─── Source excerpt

12 July 2024

A search for the lost
mediaeval Jewish
communities and
synagogues in Bedford

The High Street in Bedford was the heart of mediaeval Jewish Bedford (Photograph: Patrick Comerford, 2024)

Patrick Comerford

On my bus journeys between Milton Keynes and Hoddesdon in Hertfordshire this week, I visited both Luton and Cambridge, and In Luton I went in search of the town’s Jewish history and the story of its Jewish communities and synagogues.

Although Luton is the largest urban area in Bedfordshire, Bedford, with a population of about 100,000, remains the county town. It is 74 km north-west of London, 40 km west of Cambridge and 27 km north-east of Milton Keynes.

Bedford is home to one of the largest concentrations of Italian immigrants in Britain, with estimates that about 30% of the population at least is of partial Italian descent.

The town has a large variety of places of worship, including Saint Paul’s Church and Saint Peter’s Church, the largest Sikh gurdwara in the United Kingdom outside London, and the former headquarters of the Panacea Society, founded in 1919, which believed that Bedford would have an important role in the Second Coming of Christ and that Bedford was the original location of the Garden of Eden.

However, there is no longer a synagogue in Bedford. Bedfordshire Progressive Synagogue, which was formed in 1967, is based in Luton although it meets in Bedford once a month, and the nearest Orthodox synagogue is the Luton United Synagogue in Luton.

──────
─── Material provided

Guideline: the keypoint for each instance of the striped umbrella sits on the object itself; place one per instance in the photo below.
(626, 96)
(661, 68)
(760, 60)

──────

### What you will do
a - Answer these questions from the article on mediaeval Jewish Bedford:
(i) How far is Bedford from Cambridge?
(ii) In what year was the Panacea Society founded?
(iii) When was Bedfordshire Progressive Synagogue formed?
b - Write what comes next in the article on the lost mediaeval Jewish communities and synagogues of Bedford, picking up after its last sentence.

### Final answers
a -
(i) 40 km
(ii) 1919
(iii) 1967

b -
Bedford had a mediaeval Jewish community until the mass expulsion of Jews from England in 1290. Mediaeval Bedford was one of the 26 centres in England to have an archa. These archae were official chests, provided with three locks and seals, and they held and preserved all deeds and contracts of the Jewish communities.

The archae were part of the reorganisation of English Jewry ordered by Richard I following the massacres of Jews in England 1189-1190. During the riots and massacres after his coronation, the mobs had destroyed Jewish financial records, resulting in heavy losses of Crown revenues.

The archae were introduced to safeguard royal interests in case of future disorder. All Jewish possessions and financial transactions were registered in designated cities. In each city with an archa, a bureau was set up with two reputable Jews and two Christian clerks, under the supervision of a new central authority known as the Exchequer of the Jews.

Bedford was one of the original cities with an archa. Other centres included London, Canterbury, Lincoln, Norwich, Oxford, Winchester and possibly Bristol, Cambridge, Gloucester and Northampton or Nottingham. The centres had increased in number to 27 by the mid-13th century. By the time of the mass expulsion of Jews from England in 1290, Jews had already been excluded from eight of these centres and only 19 archae were active.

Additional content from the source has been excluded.